Description of the task - Collect every line below that contains the string "shirt", treating uppercase and lowercase as different.

Records shown -
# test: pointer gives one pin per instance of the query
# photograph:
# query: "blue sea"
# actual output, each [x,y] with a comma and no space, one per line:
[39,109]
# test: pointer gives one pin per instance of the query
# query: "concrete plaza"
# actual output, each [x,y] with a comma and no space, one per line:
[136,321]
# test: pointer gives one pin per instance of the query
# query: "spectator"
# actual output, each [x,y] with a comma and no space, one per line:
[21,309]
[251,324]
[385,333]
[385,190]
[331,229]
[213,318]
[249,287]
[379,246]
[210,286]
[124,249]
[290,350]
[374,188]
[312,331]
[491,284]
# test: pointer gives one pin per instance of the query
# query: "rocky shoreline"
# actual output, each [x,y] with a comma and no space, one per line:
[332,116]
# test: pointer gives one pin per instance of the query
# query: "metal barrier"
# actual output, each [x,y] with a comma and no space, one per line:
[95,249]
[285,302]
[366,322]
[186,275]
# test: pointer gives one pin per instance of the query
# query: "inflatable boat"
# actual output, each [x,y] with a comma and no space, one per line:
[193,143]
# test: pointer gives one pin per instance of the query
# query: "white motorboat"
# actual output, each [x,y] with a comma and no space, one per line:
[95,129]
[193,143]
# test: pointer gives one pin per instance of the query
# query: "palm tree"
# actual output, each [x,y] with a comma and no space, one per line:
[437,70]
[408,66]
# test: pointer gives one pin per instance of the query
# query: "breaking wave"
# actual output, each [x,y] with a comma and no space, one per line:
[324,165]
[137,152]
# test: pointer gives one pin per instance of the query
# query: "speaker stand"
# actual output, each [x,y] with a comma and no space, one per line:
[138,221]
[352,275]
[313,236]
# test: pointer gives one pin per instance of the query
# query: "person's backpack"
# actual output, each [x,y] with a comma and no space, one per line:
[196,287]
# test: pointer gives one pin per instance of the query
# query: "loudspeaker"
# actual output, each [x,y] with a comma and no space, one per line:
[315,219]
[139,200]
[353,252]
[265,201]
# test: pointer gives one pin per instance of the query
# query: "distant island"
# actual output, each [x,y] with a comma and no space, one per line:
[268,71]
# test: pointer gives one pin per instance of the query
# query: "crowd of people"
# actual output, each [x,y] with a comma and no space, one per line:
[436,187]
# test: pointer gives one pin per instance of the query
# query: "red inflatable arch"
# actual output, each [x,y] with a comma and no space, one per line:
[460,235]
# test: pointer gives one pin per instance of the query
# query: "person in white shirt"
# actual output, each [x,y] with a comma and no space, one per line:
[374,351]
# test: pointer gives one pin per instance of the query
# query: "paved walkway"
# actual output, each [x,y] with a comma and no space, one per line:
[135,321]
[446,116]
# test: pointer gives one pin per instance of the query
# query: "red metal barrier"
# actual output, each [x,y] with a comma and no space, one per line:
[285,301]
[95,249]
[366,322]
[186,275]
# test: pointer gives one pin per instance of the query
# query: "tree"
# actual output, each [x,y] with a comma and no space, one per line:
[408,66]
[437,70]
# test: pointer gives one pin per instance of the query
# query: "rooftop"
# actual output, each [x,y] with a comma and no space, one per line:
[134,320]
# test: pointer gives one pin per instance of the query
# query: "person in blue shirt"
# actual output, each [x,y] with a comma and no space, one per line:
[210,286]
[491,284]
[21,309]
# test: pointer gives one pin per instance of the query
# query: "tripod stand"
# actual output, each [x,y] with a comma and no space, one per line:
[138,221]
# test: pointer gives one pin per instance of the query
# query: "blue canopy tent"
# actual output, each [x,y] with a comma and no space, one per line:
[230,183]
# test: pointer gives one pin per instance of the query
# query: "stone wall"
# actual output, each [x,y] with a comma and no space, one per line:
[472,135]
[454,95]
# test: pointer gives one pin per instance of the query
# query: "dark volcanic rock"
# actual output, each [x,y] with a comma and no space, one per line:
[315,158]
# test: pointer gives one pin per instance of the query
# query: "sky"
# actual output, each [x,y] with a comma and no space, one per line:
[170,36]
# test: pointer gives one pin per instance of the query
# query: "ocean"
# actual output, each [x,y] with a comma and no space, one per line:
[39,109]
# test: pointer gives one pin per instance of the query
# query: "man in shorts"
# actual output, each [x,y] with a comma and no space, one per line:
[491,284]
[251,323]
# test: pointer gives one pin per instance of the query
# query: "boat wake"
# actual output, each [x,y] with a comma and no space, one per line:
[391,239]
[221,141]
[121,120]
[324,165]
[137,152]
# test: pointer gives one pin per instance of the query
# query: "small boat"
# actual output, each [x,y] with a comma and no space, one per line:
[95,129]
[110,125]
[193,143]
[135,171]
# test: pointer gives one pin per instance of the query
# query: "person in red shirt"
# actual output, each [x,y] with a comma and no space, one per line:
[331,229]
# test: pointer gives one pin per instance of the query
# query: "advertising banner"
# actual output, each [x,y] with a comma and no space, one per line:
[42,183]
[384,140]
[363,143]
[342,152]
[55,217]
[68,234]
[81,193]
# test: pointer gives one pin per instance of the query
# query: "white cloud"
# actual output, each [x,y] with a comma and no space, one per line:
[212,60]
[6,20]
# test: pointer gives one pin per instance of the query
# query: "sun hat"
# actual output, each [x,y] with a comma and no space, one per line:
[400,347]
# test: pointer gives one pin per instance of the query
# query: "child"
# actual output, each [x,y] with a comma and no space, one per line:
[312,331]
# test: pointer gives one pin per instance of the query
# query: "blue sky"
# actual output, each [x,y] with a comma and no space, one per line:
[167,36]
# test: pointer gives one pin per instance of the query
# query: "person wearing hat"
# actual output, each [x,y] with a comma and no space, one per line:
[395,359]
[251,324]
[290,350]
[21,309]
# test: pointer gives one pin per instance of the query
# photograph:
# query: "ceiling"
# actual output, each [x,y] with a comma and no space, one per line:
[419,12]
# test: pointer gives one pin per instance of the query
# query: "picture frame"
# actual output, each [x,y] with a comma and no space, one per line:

Solved problem -
# query: "person in white shirt"
# query: "person in blue shirt"
# query: "person in red shirt"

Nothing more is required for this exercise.